=== Supplied entries ===
--- START ---

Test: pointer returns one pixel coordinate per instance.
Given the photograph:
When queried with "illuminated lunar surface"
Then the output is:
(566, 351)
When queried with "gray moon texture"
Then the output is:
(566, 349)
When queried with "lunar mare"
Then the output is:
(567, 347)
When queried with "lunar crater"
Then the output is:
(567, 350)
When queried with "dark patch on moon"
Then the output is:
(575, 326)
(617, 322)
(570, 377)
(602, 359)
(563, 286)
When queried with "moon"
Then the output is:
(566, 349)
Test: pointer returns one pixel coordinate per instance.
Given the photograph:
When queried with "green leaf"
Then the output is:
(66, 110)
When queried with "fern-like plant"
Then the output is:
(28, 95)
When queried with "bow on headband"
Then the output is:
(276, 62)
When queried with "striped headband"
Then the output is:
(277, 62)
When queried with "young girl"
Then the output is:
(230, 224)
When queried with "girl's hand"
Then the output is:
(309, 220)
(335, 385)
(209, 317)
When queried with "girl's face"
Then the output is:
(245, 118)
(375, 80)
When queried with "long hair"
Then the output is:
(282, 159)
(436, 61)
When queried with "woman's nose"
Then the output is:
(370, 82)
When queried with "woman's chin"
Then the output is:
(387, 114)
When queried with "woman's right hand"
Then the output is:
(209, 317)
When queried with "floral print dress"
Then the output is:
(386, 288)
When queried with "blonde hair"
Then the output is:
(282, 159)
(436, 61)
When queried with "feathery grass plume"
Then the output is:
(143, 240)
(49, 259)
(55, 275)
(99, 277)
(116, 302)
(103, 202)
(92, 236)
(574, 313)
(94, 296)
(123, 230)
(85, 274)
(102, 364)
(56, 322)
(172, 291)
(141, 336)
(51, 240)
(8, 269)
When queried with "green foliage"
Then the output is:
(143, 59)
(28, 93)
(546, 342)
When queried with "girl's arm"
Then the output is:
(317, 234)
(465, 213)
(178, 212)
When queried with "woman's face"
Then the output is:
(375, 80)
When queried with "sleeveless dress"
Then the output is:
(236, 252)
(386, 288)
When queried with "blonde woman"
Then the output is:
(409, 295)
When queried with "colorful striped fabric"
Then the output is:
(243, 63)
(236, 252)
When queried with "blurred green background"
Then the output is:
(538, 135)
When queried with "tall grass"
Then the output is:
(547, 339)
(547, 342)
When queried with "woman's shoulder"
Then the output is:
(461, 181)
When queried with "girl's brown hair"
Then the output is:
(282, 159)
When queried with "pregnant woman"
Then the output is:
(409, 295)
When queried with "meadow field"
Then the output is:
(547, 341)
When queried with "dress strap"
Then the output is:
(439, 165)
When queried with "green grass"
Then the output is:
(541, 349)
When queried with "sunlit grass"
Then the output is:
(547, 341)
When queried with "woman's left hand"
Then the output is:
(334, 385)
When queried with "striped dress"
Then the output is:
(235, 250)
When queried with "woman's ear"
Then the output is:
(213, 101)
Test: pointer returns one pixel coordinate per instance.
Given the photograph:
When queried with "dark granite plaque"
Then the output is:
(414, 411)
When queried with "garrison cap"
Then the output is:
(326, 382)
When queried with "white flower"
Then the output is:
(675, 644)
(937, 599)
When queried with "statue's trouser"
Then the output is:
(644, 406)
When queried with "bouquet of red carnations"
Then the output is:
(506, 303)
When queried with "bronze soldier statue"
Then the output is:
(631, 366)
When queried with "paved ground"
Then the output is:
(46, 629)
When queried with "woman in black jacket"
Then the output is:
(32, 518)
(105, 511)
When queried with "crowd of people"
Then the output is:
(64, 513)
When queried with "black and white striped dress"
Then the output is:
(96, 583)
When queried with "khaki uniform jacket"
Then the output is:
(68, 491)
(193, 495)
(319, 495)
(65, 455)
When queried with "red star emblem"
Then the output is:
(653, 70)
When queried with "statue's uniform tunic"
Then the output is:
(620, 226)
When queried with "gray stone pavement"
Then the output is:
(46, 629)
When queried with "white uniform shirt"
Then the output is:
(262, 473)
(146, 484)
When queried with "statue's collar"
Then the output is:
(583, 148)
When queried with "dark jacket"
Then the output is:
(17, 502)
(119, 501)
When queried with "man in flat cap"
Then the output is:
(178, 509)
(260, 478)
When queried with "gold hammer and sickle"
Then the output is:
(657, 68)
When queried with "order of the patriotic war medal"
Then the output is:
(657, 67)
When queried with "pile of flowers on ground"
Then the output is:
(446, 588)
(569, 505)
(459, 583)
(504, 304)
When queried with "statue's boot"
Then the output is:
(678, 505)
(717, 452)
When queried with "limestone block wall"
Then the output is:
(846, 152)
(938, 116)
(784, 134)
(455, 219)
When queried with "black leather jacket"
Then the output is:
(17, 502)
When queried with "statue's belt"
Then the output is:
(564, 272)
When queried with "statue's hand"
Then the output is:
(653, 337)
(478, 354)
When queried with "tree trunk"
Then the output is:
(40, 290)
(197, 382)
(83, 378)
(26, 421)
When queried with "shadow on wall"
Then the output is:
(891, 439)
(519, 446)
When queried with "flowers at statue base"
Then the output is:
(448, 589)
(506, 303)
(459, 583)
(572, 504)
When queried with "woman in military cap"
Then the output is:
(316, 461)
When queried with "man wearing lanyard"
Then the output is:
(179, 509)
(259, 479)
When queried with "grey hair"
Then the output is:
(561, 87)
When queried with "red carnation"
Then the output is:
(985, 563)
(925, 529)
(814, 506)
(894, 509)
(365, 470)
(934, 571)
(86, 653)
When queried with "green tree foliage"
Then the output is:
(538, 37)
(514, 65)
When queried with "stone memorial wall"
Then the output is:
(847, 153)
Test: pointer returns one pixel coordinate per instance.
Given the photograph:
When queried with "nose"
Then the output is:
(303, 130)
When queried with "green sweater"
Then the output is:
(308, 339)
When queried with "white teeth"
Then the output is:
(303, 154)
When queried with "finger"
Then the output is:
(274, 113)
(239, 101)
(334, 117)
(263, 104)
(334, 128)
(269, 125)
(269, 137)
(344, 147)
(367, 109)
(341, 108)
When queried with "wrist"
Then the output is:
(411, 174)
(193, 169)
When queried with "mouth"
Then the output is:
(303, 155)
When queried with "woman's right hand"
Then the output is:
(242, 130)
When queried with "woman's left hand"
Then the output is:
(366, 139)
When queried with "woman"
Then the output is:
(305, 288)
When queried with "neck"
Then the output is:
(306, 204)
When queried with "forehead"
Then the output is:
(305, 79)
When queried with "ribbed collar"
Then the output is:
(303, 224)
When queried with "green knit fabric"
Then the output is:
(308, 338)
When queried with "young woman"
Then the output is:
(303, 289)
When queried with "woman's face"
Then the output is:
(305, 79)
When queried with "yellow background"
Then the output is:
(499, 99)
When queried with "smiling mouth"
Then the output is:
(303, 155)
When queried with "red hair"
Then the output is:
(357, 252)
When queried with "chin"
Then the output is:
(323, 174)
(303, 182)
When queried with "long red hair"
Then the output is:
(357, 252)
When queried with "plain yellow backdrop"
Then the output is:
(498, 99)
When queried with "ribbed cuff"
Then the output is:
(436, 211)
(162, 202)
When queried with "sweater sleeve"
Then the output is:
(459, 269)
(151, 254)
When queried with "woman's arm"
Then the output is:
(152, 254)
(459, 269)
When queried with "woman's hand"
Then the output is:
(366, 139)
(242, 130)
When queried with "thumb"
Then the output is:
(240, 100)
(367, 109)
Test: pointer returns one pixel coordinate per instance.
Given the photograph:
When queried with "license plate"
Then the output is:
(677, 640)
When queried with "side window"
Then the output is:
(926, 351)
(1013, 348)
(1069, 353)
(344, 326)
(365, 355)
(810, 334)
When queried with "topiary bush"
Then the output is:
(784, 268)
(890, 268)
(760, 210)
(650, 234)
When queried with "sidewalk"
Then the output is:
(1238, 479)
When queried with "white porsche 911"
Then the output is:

--- END ---

=== Work to be completed ===
Print out all the entries above exactly.

=== Result of this task ===
Test: pointer returns one pixel coordinate per instance.
Given the photograph:
When queried with "illuminated lunar surface"
Then the output is:
(566, 351)
When queried with "gray moon texture"
Then the output is:
(566, 349)
When queried with "lunar mare"
Then the output is:
(567, 347)
When queried with "lunar crater"
Then the output is:
(567, 350)
When queried with "dark patch on moon"
Then the output is:
(575, 326)
(617, 322)
(570, 377)
(602, 359)
(563, 286)
When queried with "moon"
Then the output is:
(566, 349)
Test: pointer returns one pixel coordinate per instance.
Given the photograph:
When queried with "green leaf"
Then the output is:
(66, 110)
When queried with "fern-like plant"
Then the output is:
(28, 95)
When queried with "bow on headband"
Then the output is:
(276, 62)
When queried with "striped headband"
Then the output is:
(277, 62)
When queried with "young girl"
Then the output is:
(230, 224)
When queried with "girl's hand"
Then the output is:
(309, 220)
(335, 385)
(209, 317)
When queried with "girl's face"
Then the output is:
(245, 118)
(375, 80)
When queried with "long hair"
Then the output is:
(282, 159)
(436, 61)
When queried with "woman's nose"
Then the output is:
(370, 82)
When queried with "woman's chin"
Then the output is:
(387, 114)
When queried with "woman's right hand"
Then the output is:
(209, 317)
When queried with "floral print dress"
Then the output is:
(386, 288)
When queried with "blonde hair"
Then the output is:
(282, 159)
(436, 61)
When queried with "feathery grass plume"
Then the output is:
(143, 240)
(49, 259)
(55, 275)
(99, 277)
(116, 302)
(103, 202)
(92, 236)
(574, 313)
(94, 296)
(123, 230)
(85, 274)
(102, 364)
(56, 322)
(172, 291)
(141, 336)
(51, 240)
(8, 269)
When queried with "green foliage"
Then the output is:
(143, 59)
(28, 93)
(546, 342)
When queried with "girl's arm"
Then the output is:
(317, 234)
(465, 213)
(178, 212)
When queried with "woman's face"
Then the output is:
(375, 80)
When queried with "sleeveless dress"
Then the output is:
(236, 252)
(386, 288)
When queried with "blonde woman"
Then the output is:
(409, 295)
When queried with "colorful striped fabric"
Then the output is:
(243, 63)
(236, 252)
When queried with "blurred green background"
Then the output is:
(538, 135)
When queried with "tall grass"
Then the output is:
(547, 339)
(547, 342)
When queried with "woman's shoulder"
Then the output is:
(461, 181)
When queried with "girl's brown hair"
Then the output is:
(282, 159)
When queried with "pregnant woman"
Then the output is:
(409, 295)
When queried with "meadow field"
Then the output is:
(547, 341)
When queried with "dress strap"
Then the output is:
(439, 165)
When queried with "green grass"
Then the output is:
(541, 349)
When queried with "sunlit grass"
Then the output is:
(547, 341)
When queried with "woman's left hand"
Then the output is:
(334, 385)
When queried with "striped dress"
Then the output is:
(235, 250)
When queried with "woman's ear"
Then the output is:
(213, 101)
Test: pointer returns one pixel coordinate per instance.
Given the photograph:
When queried with "dark granite plaque"
Then the output is:
(414, 411)
When queried with "garrison cap"
Then the output is:
(326, 382)
When queried with "white flower"
Then the output is:
(675, 644)
(937, 599)
When queried with "statue's trouser"
Then the output is:
(644, 406)
When queried with "bouquet of red carnations"
Then the output is:
(506, 303)
When queried with "bronze soldier statue"
Then the output is:
(631, 366)
When queried with "paved ground"
Then the output is:
(46, 629)
When queried with "woman in black jacket"
Then the output is:
(32, 518)
(105, 511)
When queried with "crowd of people"
Then the output is:
(64, 513)
When queried with "black and white striped dress"
Then the output is:
(96, 583)
When queried with "khaki uniform jacket"
Then the output is:
(68, 491)
(193, 495)
(319, 495)
(65, 455)
When queried with "red star emblem"
Then the output is:
(653, 70)
When queried with "statue's uniform tunic"
Then the output is:
(620, 226)
When queried with "gray stone pavement"
Then the output is:
(46, 629)
When queried with "white uniform shirt"
Then the output is:
(262, 473)
(146, 484)
When queried with "statue's collar"
Then the output is:
(583, 148)
When queried with "dark jacket"
Then the output is:
(17, 502)
(119, 501)
When queried with "man in flat cap"
Then the output is:
(178, 509)
(260, 478)
When queried with "gold hammer and sickle"
Then the output is:
(657, 68)
When queried with "order of the patriotic war medal"
Then the output is:
(657, 67)
When queried with "pile of flowers on ground"
Then the output is:
(446, 588)
(569, 505)
(459, 583)
(504, 304)
When queried with "statue's boot"
Then the output is:
(678, 505)
(717, 452)
When queried with "limestone block wall"
Then the output is:
(846, 152)
(938, 116)
(784, 134)
(455, 219)
When queried with "black leather jacket"
Then the output is:
(17, 502)
When queried with "statue's belt"
Then the output is:
(564, 272)
When queried with "statue's hand"
Then the output is:
(653, 337)
(478, 354)
When queried with "tree trunk"
Then the output is:
(40, 290)
(197, 382)
(83, 378)
(26, 421)
When queried with "shadow on wall"
Then the output is:
(891, 439)
(519, 446)
When queried with "flowers at statue base"
Then the output is:
(448, 589)
(506, 303)
(459, 583)
(572, 504)
When queried with "woman in military cap"
Then the output is:
(316, 461)
When queried with "man wearing lanyard"
Then the output is:
(179, 509)
(259, 479)
When queried with "grey hair"
Then the output is:
(561, 87)
When queried with "red carnation"
Then the output is:
(985, 563)
(925, 529)
(814, 506)
(894, 509)
(365, 470)
(934, 571)
(86, 653)
When queried with "green tree foliage"
Then the output is:
(538, 37)
(514, 65)
When queried with "stone memorial wall"
Then the output is:
(847, 153)
Test: pointer returns one pixel coordinate per instance.
Given the photograph:
When queried with "nose"
Then the output is:
(303, 130)
When queried with "green sweater"
Then the output is:
(308, 339)
When queried with "white teeth"
Then the output is:
(303, 154)
When queried with "finger"
Then the output is:
(274, 113)
(239, 101)
(334, 117)
(263, 104)
(334, 128)
(269, 125)
(269, 137)
(344, 147)
(367, 109)
(341, 108)
When queried with "wrist"
Then the output is:
(411, 174)
(193, 169)
When queried with "mouth"
Then the output is:
(303, 155)
When queried with "woman's right hand"
Then the output is:
(242, 130)
When queried with "woman's left hand"
Then the output is:
(366, 139)
When queried with "woman"
Then the output is:
(305, 288)
When queried with "neck"
Then the output is:
(306, 204)
When queried with "forehead"
Then the output is:
(305, 79)
When queried with "ribbed collar"
Then the output is:
(303, 224)
When queried with "green knit fabric"
Then the output is:
(308, 338)
When queried with "young woman"
Then the output is:
(303, 289)
When queried with "woman's face"
Then the output is:
(305, 79)
When queried with "yellow background"
Then the output is:
(499, 99)
When queried with "smiling mouth"
Then the output is:
(303, 155)
When queried with "red hair"
Then the output is:
(357, 252)
When queried with "chin"
Then the output is:
(323, 174)
(303, 182)
When queried with "long red hair"
Then the output is:
(357, 252)
When queried with "plain yellow backdrop"
Then the output is:
(498, 99)
When queried with "ribbed cuff"
Then the output is:
(436, 211)
(162, 202)
When queried with "sweater sleeve"
Then the output is:
(459, 269)
(151, 254)
When queried with "woman's arm"
Then the output is:
(152, 254)
(459, 269)
When queried with "woman's hand"
Then the output is:
(366, 139)
(242, 130)
When queried with "thumb"
Then the output is:
(240, 100)
(367, 109)
Test: pointer returns one pixel coordinate per instance.
Given the photograph:
When queried with "license plate"
Then the output is:
(677, 640)
When queried with "side window"
Then the output is:
(926, 351)
(1013, 348)
(1069, 353)
(344, 326)
(365, 355)
(810, 334)
When queried with "topiary bush"
Then the output is:
(784, 268)
(890, 268)
(760, 210)
(650, 234)
When queried with "sidewalk"
Then the output is:
(1238, 479)
When queried with "white porsche 911"
Then the output is:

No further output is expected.